● **What you are asked to do**
Every entry that follows is to be set down exactly, with its pictures omitted.

● **Supplied material**
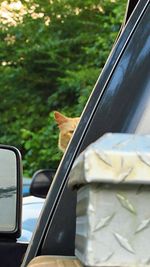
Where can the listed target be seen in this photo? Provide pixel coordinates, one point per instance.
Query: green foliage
(50, 61)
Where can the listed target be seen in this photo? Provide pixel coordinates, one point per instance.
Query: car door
(114, 106)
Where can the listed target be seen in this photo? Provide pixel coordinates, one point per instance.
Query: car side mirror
(41, 182)
(10, 192)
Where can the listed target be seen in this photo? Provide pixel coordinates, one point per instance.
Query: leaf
(123, 175)
(103, 222)
(144, 224)
(124, 242)
(125, 203)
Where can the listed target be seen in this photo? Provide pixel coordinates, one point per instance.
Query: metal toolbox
(113, 202)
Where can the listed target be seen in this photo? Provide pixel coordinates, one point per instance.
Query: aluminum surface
(115, 158)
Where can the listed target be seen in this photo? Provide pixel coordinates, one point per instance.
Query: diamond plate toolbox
(112, 177)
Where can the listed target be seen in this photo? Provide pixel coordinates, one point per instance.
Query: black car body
(118, 103)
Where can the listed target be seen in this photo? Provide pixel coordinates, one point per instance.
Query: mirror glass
(8, 190)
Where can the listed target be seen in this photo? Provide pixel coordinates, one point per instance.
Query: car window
(143, 125)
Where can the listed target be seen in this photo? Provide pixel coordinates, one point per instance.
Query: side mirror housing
(41, 182)
(10, 192)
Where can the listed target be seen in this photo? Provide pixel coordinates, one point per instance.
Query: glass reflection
(8, 187)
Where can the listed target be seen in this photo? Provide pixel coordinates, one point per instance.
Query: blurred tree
(51, 53)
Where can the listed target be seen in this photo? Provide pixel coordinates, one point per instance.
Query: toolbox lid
(113, 158)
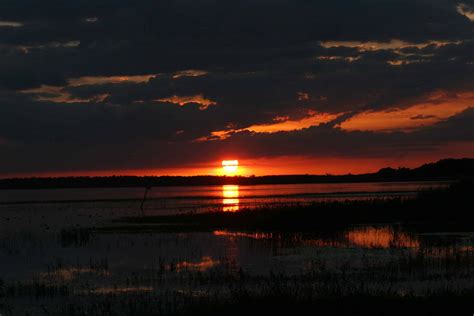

● **Solution to this problem**
Where can the listed target be seen in this photo? Provide pixel coordinates, one point per instance.
Query: green foliage
(50, 61)
Where can the listed target be seen in this photo? Provide pixel coordinates, one point per instance.
Query: car door
(114, 106)
Where can the listed target be seen in this photo? Provide pixel coordinates, one point per instance.
Query: car side mirror
(41, 182)
(10, 192)
Where can the listed target be seen in this photo? Provide pixel coordinates, one point per instance.
Query: leaf
(123, 175)
(103, 222)
(144, 224)
(124, 242)
(125, 203)
Where can the listed target be seen in this photo? Provide pixel coordinates, one point per instance.
Query: metal toolbox
(113, 202)
Where can the listed target be seen in this photo? Provide pixel coordinates, one point per instance.
Query: aluminum surface
(115, 158)
Where can the listed target be seen in this photo? Provide pixel coordinates, one point per instance.
Query: diamond plate toolbox
(112, 177)
Where can the listed target be seen in this photo? Provide pixel coordinates, one point per instance.
Query: black car body
(118, 103)
Where can the listed target be seen in this photo? Provide pixel coordinates, one point per instance.
Query: mirror glass
(8, 190)
Where can the listed target be seen in this photo? Provide pixel coordinates, one point per instance.
Query: car window
(143, 125)
Where can the listed target be seen in this photo? Provide pixel coordinates, one point per instance.
Query: side mirror housing
(41, 182)
(10, 192)
Where can the listed target be seen in this photo? Provide pixel coordinates, one point per instance.
Query: glass reflection
(8, 187)
Where can the listed target be seen in this photo? Provide pixel coordinates, one point per instance.
Query: blurred tree
(51, 53)
Where can the listed target be seen in this photo? Provide pixel coordinates, one point per instance.
Query: toolbox lid
(113, 158)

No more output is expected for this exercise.